§ **Task prompt**
Write out the line that has "arrow. Write the coordinates, one line per instance." in it, along with each line that comes after it until the listing ends, and add nothing.

Start of Supplied material

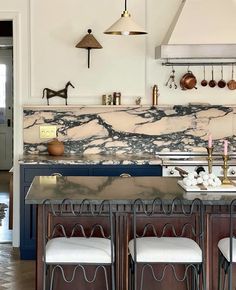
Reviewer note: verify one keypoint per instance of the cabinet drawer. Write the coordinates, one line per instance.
(31, 172)
(111, 170)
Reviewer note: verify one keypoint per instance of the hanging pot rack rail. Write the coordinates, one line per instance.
(226, 63)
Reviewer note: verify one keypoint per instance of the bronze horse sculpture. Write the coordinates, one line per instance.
(61, 93)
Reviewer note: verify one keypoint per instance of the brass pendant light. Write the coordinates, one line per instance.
(125, 25)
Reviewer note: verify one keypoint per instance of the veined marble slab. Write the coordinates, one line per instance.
(131, 130)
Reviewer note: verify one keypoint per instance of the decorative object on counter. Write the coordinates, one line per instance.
(171, 81)
(89, 42)
(209, 158)
(225, 170)
(202, 179)
(204, 82)
(188, 81)
(125, 25)
(212, 82)
(116, 98)
(61, 93)
(55, 147)
(110, 100)
(155, 95)
(225, 165)
(107, 100)
(222, 82)
(232, 83)
(138, 101)
(209, 153)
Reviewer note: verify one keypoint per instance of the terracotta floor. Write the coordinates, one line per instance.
(15, 274)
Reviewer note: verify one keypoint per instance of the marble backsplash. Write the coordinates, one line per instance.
(131, 130)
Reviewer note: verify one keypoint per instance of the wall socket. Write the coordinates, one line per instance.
(47, 132)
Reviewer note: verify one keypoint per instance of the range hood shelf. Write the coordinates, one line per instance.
(170, 63)
(196, 51)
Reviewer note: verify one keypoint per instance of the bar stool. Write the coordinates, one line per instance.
(151, 245)
(227, 253)
(87, 242)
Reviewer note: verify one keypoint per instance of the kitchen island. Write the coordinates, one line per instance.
(122, 192)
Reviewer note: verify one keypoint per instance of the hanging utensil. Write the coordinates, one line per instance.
(212, 82)
(232, 84)
(204, 82)
(222, 82)
(188, 81)
(171, 81)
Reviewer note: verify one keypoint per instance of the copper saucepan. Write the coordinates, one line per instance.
(232, 83)
(222, 82)
(188, 81)
(212, 82)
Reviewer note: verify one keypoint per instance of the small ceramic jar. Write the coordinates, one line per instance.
(56, 147)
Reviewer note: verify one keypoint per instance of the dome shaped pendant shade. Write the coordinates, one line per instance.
(125, 26)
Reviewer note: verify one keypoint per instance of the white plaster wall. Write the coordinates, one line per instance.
(18, 12)
(119, 66)
(210, 26)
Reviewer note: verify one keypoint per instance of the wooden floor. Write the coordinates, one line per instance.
(15, 274)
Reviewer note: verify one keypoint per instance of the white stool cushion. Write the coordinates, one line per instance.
(223, 245)
(78, 250)
(166, 250)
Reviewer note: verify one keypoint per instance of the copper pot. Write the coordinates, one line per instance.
(232, 83)
(188, 81)
(55, 147)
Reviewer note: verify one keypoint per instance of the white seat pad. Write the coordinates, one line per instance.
(166, 250)
(78, 250)
(223, 245)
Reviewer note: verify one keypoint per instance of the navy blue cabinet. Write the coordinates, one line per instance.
(27, 174)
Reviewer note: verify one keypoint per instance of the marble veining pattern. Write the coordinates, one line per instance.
(131, 130)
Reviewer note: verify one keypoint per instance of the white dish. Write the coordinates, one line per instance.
(223, 188)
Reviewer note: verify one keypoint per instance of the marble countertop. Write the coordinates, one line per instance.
(144, 159)
(93, 159)
(117, 189)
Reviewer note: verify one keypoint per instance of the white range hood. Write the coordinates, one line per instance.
(201, 29)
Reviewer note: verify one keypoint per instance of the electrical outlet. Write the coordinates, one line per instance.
(47, 132)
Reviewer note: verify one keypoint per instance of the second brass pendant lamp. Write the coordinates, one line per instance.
(125, 25)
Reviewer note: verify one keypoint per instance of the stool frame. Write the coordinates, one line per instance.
(223, 264)
(166, 210)
(86, 208)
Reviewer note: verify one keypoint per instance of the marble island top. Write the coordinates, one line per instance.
(142, 159)
(92, 159)
(117, 189)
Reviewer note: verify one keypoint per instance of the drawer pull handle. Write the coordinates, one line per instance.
(56, 174)
(125, 175)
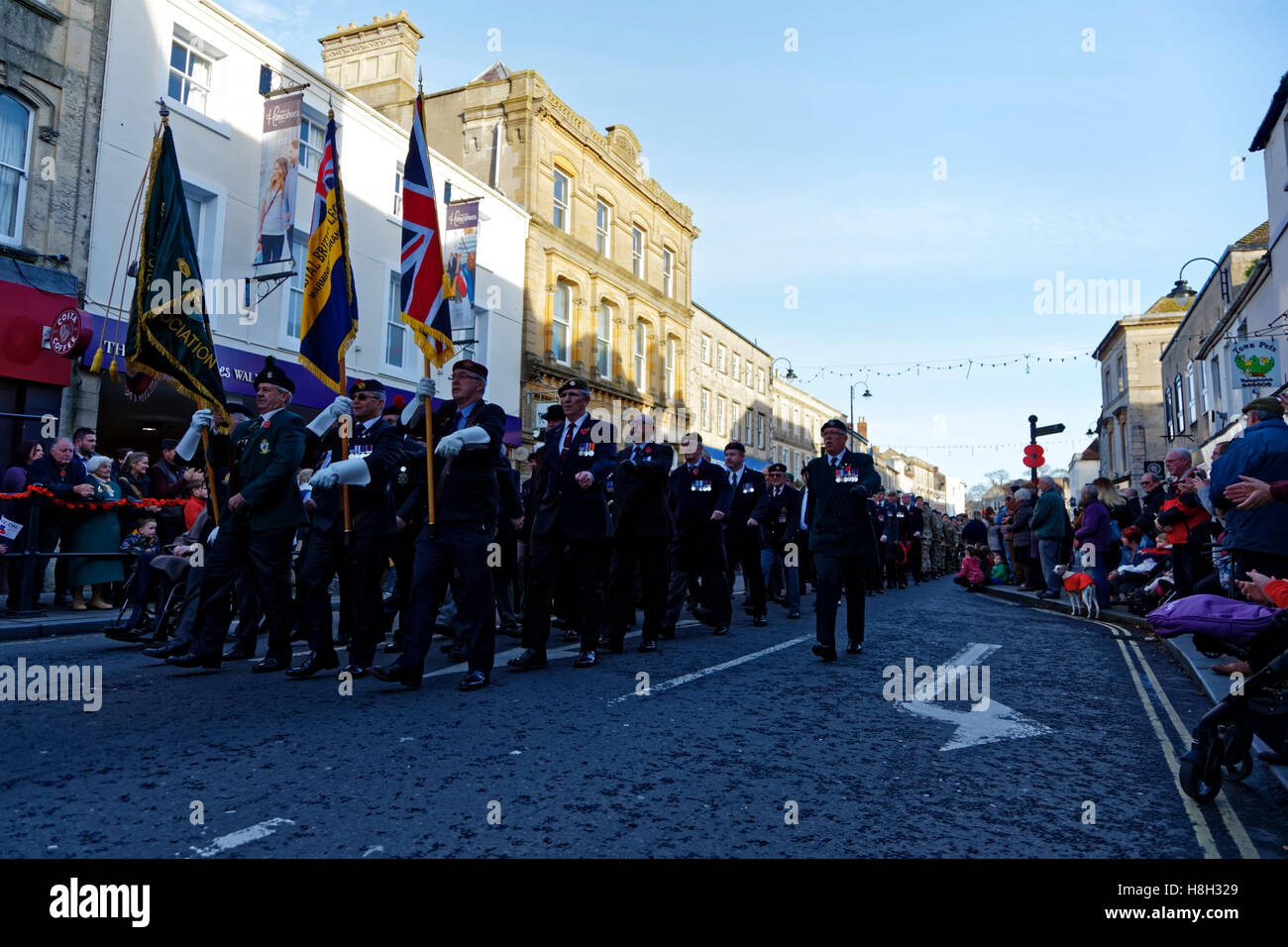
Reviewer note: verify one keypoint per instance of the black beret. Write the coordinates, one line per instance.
(369, 385)
(273, 373)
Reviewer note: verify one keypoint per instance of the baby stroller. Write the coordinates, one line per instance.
(1223, 741)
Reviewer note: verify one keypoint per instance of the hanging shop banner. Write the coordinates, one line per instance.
(1256, 364)
(463, 235)
(278, 162)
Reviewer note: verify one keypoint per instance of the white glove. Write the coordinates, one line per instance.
(451, 445)
(187, 446)
(353, 472)
(331, 414)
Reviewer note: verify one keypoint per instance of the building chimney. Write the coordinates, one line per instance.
(376, 62)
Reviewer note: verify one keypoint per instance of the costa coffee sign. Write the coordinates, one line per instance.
(71, 333)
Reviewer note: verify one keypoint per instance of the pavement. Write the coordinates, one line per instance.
(1198, 667)
(742, 745)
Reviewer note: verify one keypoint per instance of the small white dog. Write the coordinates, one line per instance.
(1086, 590)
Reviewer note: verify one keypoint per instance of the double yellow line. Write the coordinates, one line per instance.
(1198, 819)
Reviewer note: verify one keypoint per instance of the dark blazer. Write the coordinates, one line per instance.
(778, 517)
(639, 492)
(694, 499)
(837, 508)
(746, 497)
(265, 463)
(467, 487)
(580, 513)
(373, 505)
(888, 522)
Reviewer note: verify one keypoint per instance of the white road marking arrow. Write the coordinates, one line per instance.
(974, 727)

End of Supplied material

§ **Task result**
Reviewer note: verify one keypoint per instance of the white road marking arrow. Write the coordinates, one line per instance.
(974, 727)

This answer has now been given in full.